# start of Exercise data

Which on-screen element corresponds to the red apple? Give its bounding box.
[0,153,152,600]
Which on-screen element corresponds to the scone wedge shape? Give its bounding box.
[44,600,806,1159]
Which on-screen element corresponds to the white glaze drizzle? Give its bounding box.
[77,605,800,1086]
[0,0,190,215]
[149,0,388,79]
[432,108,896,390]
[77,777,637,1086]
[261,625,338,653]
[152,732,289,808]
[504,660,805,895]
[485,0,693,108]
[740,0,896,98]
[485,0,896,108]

# end of Exercise data
# start of Exercise data

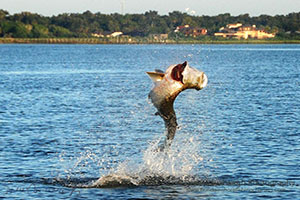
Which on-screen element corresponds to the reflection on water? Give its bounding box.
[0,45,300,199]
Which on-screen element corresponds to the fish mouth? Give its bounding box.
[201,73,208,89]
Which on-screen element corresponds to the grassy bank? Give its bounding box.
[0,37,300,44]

# end of Exercise data

Write out the records from the line with "Which on-screen element corresponds to the grassy" up to and including the line with "[0,37,300,44]", substituting "muddy shore" for "grassy bank" and leaving everything else as it is. Give only those lines.

--- Response to this exercise ---
Which on-screen element corresponds to the muddy shore? Give its bounding box.
[0,37,300,44]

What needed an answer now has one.